━━━ Texto

Hace años, María lograba conseguir un poco de dinero gracias a la asociación de turismo de la aldea, de la que es presidenta. Recibían a visitantes que ascendían a los bosques nubosos de la zona o disfrutaban de un mirador donde se apreciaba la inmensidad de las montañas de Uspantán. Pero desde hace tres años, ya pocos turistas han llegado. La ausencia se marcó aún más con la pandemia de COVID-19. 

La casa amueblada que alquilaban a los visitantes hoy está vacía y en el mirador, que está en un cerro que se sube en quince minutos, quedan menos árboles. Las personas, con el paso de los años, los han talado para leña o para venderlos.

━━━━━━

*Lista de tareas*
(A) Responde a partir del texto sobre el turismo en la aldea:
(i) ¿De qué asociación es presidenta María?
(ii) ¿Desde hace cuánto tiempo llegan pocos turistas?
(iii) ¿Cuánto se tarda en subir al cerro donde está el mirador?
(B) Prosigue el texto sobre el turismo en la aldea a partir de su última oración.
Los registros proceden de otra fuente.

━━━ Fragmentos de registros

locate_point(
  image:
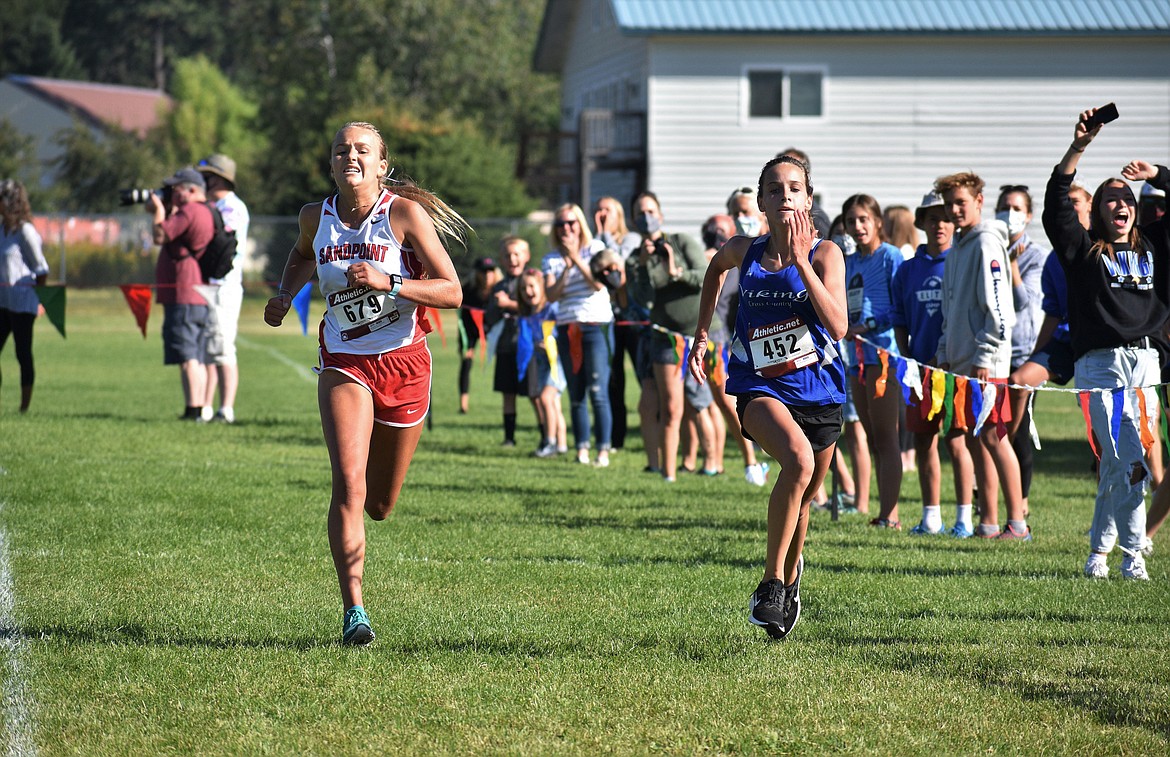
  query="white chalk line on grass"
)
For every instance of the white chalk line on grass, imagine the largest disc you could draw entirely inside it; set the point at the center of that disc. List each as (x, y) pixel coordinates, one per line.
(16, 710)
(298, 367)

━━━━━━
━━━ Fragmentos de registros

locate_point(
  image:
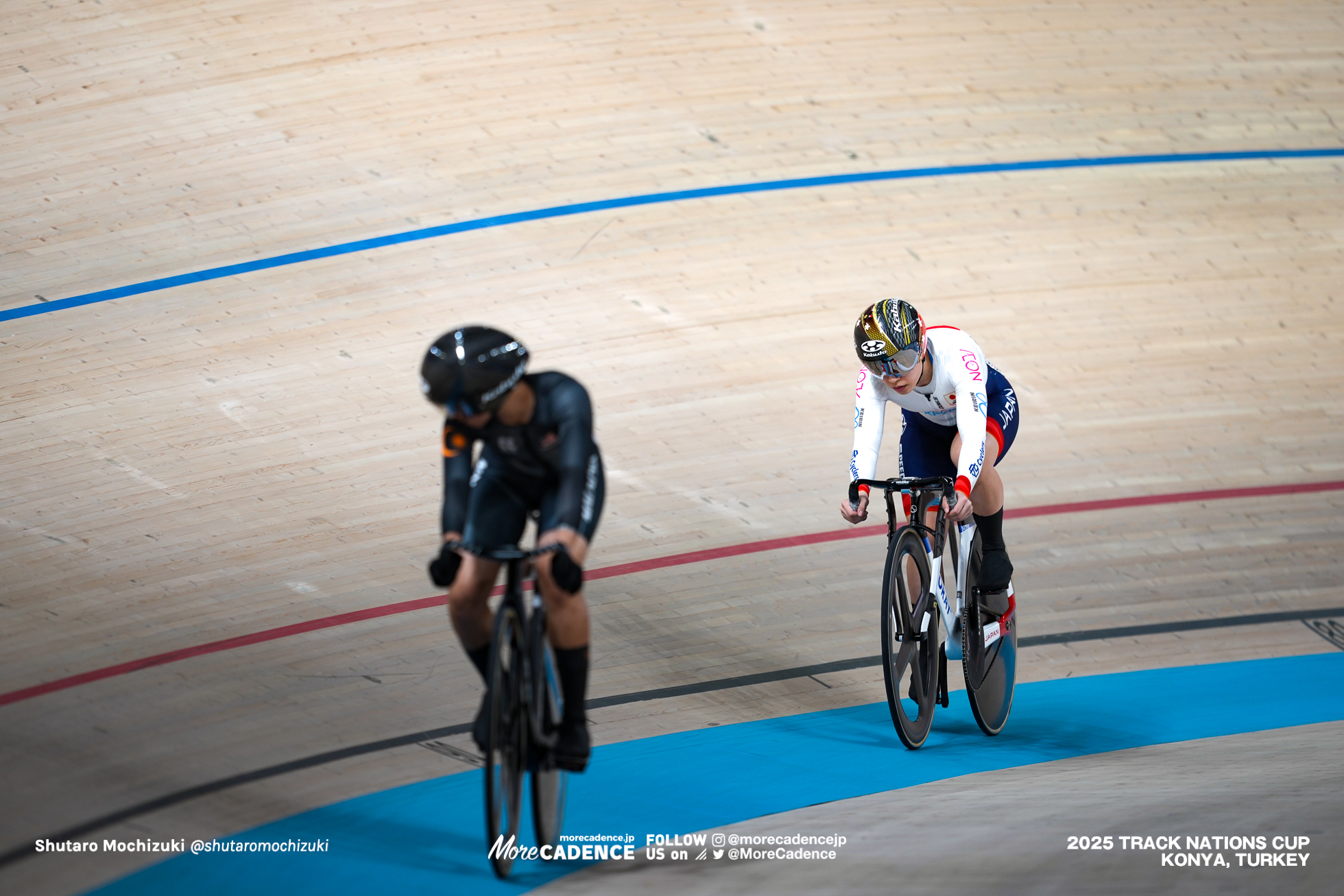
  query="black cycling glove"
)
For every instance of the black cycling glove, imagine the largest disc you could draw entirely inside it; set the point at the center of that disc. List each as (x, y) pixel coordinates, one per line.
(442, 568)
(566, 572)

━━━━━━
━━━ Fragmentos de registros

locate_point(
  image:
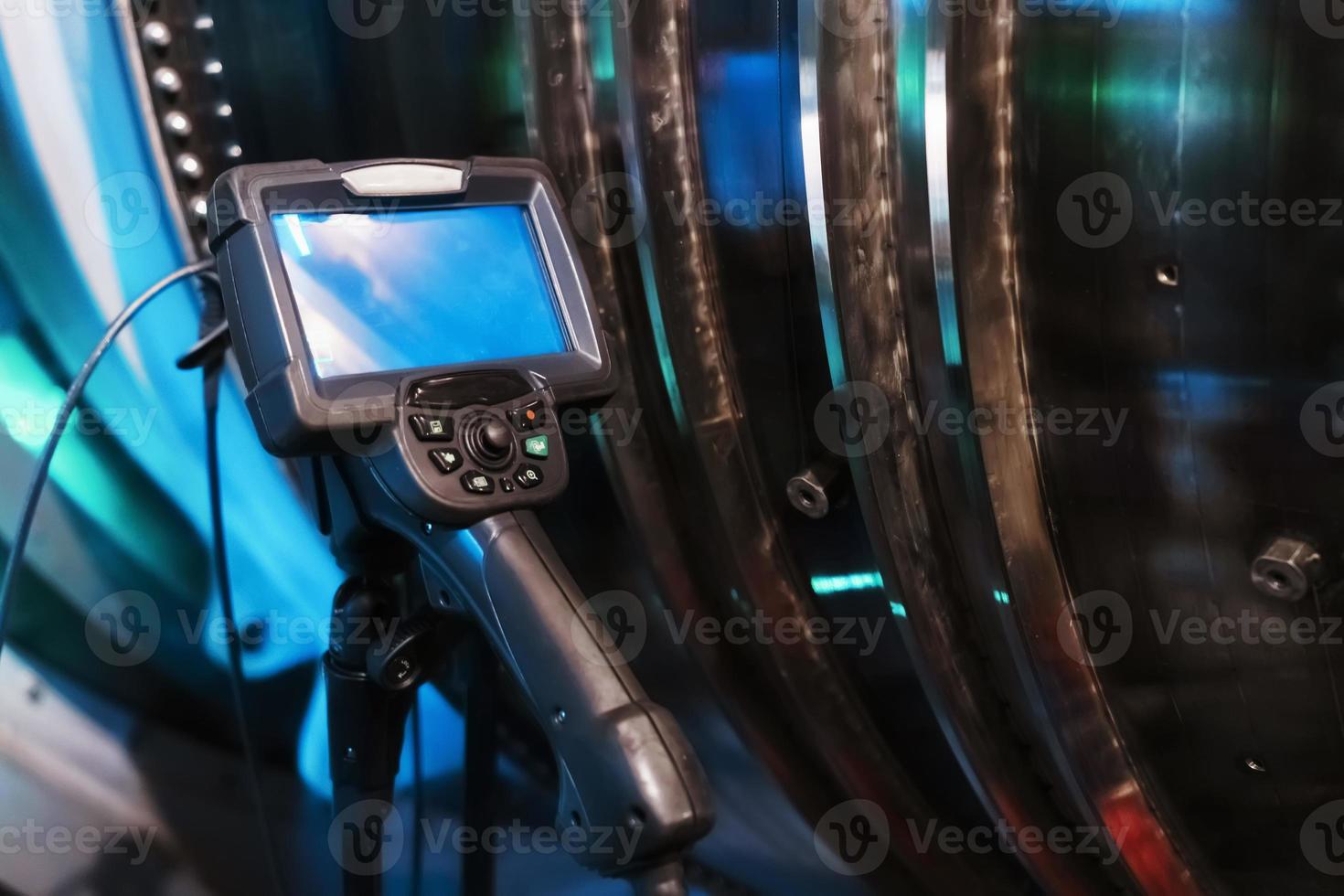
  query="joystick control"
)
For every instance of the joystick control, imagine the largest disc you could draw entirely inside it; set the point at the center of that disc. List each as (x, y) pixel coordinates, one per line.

━━━━━━

*Respuestas*
(A)
(i) De la asociación de turismo de la aldea.
(ii) Desde hace tres años.
(iii) Quince minutos.

(B)
A unos cinco minutos de la casa de María se encuentra Pedro Us, de 49 años. Une tablones de madera como si fuese a armar una mesa. Son decenas de estructuras similares, que esparció sobre un espacio del tamaño de una cancha de basquetbol. Sobre estos armazones empezará a cultivar pinos que en siete meses trasplantará en unas montañas cercanas a la aldea. 

Pedro Us, en su casa de Laj Chimel. Fotografía: Carlos Alonzo.

Pedro y su familia aún no vuelven a la aldea. Han vivido desde noviembre en Laguna Danta. Alquila allá una casa por la que paga Q500 mensuales. Hoy solo ha vuelto para trabajar en la siembra de los árboles. El dueño del terreno donde crecerán los pinos lo contrató para el trabajo. 

Al igual que el resto de la comunidad, Pedro ha esperado meses a que alguna autoridad llegue a evaluar el suelo de la aldea. Quiere saber si los retumbos, que ya no siguen, pero que duraron casi un mes, son la advertencia de algo peor. 

Temen que pase algo como lo que ocurrió hace cinco años en El Cambray 2, una comunidad cercana a la Ciudad de Guatemala, donde un deslizamiento de tierra sepultó a 260 personas en 2015.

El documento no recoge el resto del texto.